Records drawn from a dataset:
- - -

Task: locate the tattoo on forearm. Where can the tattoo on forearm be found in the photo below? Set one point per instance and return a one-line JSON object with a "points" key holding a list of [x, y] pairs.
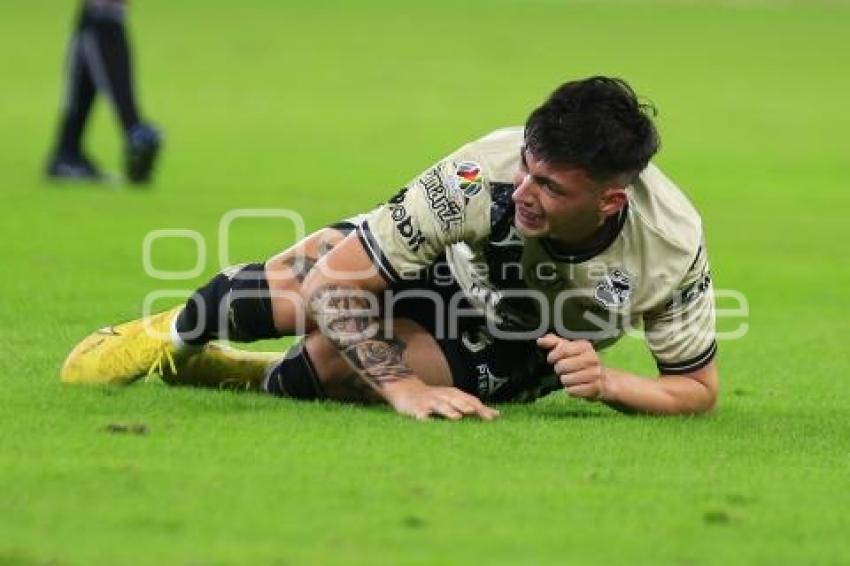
{"points": [[349, 319]]}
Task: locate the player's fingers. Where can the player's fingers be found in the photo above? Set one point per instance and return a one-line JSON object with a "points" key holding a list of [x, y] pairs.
{"points": [[583, 391], [578, 378], [572, 364], [548, 341], [558, 352], [445, 409]]}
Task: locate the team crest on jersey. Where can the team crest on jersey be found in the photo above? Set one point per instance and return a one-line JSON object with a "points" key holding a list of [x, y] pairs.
{"points": [[468, 177], [615, 289]]}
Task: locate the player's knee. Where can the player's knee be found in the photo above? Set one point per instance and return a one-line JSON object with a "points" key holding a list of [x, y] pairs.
{"points": [[295, 376], [235, 305]]}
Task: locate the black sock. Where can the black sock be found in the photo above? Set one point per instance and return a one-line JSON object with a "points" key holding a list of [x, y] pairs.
{"points": [[234, 305], [77, 100], [295, 376], [107, 54]]}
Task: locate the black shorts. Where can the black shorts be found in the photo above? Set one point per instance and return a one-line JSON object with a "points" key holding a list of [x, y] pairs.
{"points": [[491, 369]]}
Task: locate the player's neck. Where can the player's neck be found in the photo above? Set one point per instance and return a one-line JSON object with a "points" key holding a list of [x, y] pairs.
{"points": [[590, 245]]}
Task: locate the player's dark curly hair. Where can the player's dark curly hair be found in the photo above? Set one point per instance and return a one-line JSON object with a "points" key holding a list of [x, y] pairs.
{"points": [[597, 124]]}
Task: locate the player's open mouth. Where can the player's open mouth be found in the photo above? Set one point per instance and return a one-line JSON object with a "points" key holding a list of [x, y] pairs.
{"points": [[528, 219]]}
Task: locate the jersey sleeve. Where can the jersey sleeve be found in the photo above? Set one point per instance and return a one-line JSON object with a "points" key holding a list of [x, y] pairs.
{"points": [[681, 332], [446, 204]]}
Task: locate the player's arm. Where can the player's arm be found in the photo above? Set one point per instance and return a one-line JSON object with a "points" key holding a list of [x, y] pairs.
{"points": [[581, 372], [341, 293]]}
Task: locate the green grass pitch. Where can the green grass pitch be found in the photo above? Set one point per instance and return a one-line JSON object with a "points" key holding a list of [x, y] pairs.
{"points": [[328, 107]]}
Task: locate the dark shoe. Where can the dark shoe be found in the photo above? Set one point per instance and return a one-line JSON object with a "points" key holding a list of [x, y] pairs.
{"points": [[73, 168], [143, 143]]}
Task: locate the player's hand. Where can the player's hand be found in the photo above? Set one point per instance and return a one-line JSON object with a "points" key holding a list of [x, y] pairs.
{"points": [[413, 398], [577, 366]]}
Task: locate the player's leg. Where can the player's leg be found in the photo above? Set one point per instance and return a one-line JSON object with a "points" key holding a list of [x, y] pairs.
{"points": [[107, 55], [314, 369], [244, 303], [68, 160]]}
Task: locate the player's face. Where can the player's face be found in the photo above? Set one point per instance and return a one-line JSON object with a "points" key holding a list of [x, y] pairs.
{"points": [[561, 202]]}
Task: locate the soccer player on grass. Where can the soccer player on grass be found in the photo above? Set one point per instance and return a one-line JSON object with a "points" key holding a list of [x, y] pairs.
{"points": [[99, 61], [496, 275]]}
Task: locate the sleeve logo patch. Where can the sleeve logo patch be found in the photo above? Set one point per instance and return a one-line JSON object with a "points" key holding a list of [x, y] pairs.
{"points": [[468, 177]]}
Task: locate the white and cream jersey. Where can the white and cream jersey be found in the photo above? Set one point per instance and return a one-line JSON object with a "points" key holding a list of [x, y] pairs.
{"points": [[650, 271]]}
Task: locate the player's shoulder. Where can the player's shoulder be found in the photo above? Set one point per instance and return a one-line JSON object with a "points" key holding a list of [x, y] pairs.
{"points": [[496, 153], [664, 210]]}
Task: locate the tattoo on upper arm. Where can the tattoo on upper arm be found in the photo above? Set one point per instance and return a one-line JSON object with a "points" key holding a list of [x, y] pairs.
{"points": [[349, 318]]}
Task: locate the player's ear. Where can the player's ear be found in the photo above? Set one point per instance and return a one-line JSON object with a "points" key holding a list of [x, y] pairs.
{"points": [[613, 200]]}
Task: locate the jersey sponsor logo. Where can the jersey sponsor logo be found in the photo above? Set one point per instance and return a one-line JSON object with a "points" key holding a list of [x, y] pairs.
{"points": [[488, 383], [468, 177], [404, 222], [615, 288], [692, 293], [447, 211]]}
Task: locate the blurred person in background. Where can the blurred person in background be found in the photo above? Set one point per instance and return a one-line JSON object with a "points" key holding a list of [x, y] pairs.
{"points": [[98, 61]]}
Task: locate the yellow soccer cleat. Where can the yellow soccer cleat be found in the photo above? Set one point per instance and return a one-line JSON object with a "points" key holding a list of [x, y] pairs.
{"points": [[223, 367], [123, 353]]}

- - -

→ **EXERCISE GOAL**: Output all the records, word for word, with no pictures in the copy.

→ **THE ANSWER**:
Task: locate the tattoo on forearm. Where can the tattoo on forearm be found in the photo below? Set one point per instance and return a one-line JSON object with a "points" key holding a list of [x, y] pairs.
{"points": [[349, 319]]}
Task: locate the player's fingers. Where can the player's fingers be found in the photo above? Set one point per instance and return a one-line JSON object with a "points" key holding a list of [x, y] pairs.
{"points": [[583, 391], [578, 378], [572, 364], [548, 341], [558, 352], [445, 409]]}
Task: locate the team crest on jersey. Where can the team crest on jersey be found in the photo above? Set one point per instance and return a one-line JSON object with a "points" key holding a list of [x, y] pairs.
{"points": [[468, 177], [615, 289]]}
Task: locate the player's knee. Where can the player's knee be found in the photo above? Set one point per instance and return a one-line JSON object with a "points" key holding a list of [x, y] pairs.
{"points": [[295, 376], [235, 305]]}
Task: locate the black sock. Where can the black sock be found in the photo above? Set one point per instance and return a one-line JSON object with a "points" key holding a list of [x, y] pairs.
{"points": [[234, 305], [77, 100], [295, 376], [107, 54]]}
Task: locate the black shorts. Where can the black shorts be found in the photo above? Set one point per instance and return a one-line JSON object with a "points" key holding a list of [x, y] pairs.
{"points": [[491, 369]]}
Task: locate the player's neck. Where can the player's neck be found in the photo above? Set one point per instance and return a one-line JSON object with a "points" key holding a list of [x, y] pairs.
{"points": [[590, 245]]}
Task: locate the player's dark curly hair. Where can the player's dark curly hair be found in the photo above? Set one point per instance and return a one-line JSON object with a "points" key holding a list of [x, y] pairs.
{"points": [[597, 124]]}
Task: locate the player's open mouth. Where can the player's open mouth be found in the photo above? Set one point per instance and return a one-line JSON object with a "points" key holding a list of [x, y] pairs.
{"points": [[528, 219]]}
Task: locate the jersey sleeve. Where can the jersey sleeve be found in the photo above? Set one point per instance and return a one-line JSON object with a "points" key holding a list of [x, y] pairs.
{"points": [[681, 332], [446, 204]]}
Task: locate the player's arm. Where can the player's arm be found in the photo above? Set one point per instance and return a one-line JSON object with a "points" key holding a list of [x, y] pairs.
{"points": [[581, 372], [341, 293]]}
Task: locate the green grass pitch. Where can the green grass pitch be found in the photo above? Set one point per instance and return a one-line JSON object with a "points" key holding a list of [x, y] pairs.
{"points": [[328, 107]]}
Task: locate the dark shoe. Where can the dark shoe be found in the photo above? Set one point per instance and return a one-line JSON object with a "points" key holding a list of [x, y] pairs.
{"points": [[73, 168], [143, 143]]}
Task: locate the player's hand. Where can the player's hand be found in the photo above? Set one point per instance and return a one-line JSON object with a "points" key holding a list of [x, y] pairs.
{"points": [[413, 398], [577, 366]]}
Task: locate the player's leg. Where can the player's leg be found in the photo above? Set one point per instance and return a one-line JSON object with a "points" key holding a list of [x, y] pairs.
{"points": [[107, 55], [314, 369], [244, 303], [68, 160]]}
Task: locate the player's face. Where can the player's face be found in the photo above? Set one point per instance and return a one-line JSON object with a "points" key holding a list of [x, y] pairs.
{"points": [[561, 202]]}
Task: locate the soccer player on grass. Where can the soccer player on grass be found in the photo above? Set one point per instance and return a one-line JSON object with a "points" key holding a list of [x, y] pairs.
{"points": [[99, 61], [496, 275]]}
Task: locate the sleeve logo patch. Where can the sleeve logo patch be found in the photo above? Set one point per instance and return a one-line JSON object with a "points" key holding a list of [x, y] pairs.
{"points": [[468, 177]]}
Task: locate the white and cream jersey. Where can the white and cream jersey be found in the photo above? Set one point per instance and return a one-line JSON object with a "points" key holding a list of [x, y] pairs.
{"points": [[650, 271]]}
Task: locate the player's shoulder. Where can the player's shoulder be found in the photo above? Set one point per instance and return a one-line JSON object with a "points" key holding a list of [x, y] pairs.
{"points": [[496, 153], [664, 210]]}
Task: locate the tattoo on upper arm. Where can the tattoo on upper arm be found in the photo above? Set one point per instance and return a one-line JSON object with a "points" key holding a list of [x, y] pairs.
{"points": [[349, 318]]}
Task: locate the player's ear. Where can the player's ear be found in the photo above? Set one point per instance and return a one-line JSON object with a "points" key holding a list of [x, y] pairs.
{"points": [[613, 200]]}
Task: locate the jersey sponsor logo. Where can the jersey sponsor logo be found in the photo above? Set one point per instance and return a one-line JSON object with a "points" key holding a list of [x, y] pairs.
{"points": [[488, 383], [468, 177], [404, 222], [615, 288], [692, 293], [447, 211]]}
Task: locate the blurred person in background. Where can the blurred person in background be found in the photo above? Set one point per instance and return a one-line JSON object with a "points" key holding a list of [x, y] pairs.
{"points": [[98, 61]]}
Task: locate the yellow soccer cleat. Where can the yellow soccer cleat be found in the photo above? Set one point per instance and return a one-line JSON object with a "points" key holding a list of [x, y] pairs.
{"points": [[223, 367], [123, 353]]}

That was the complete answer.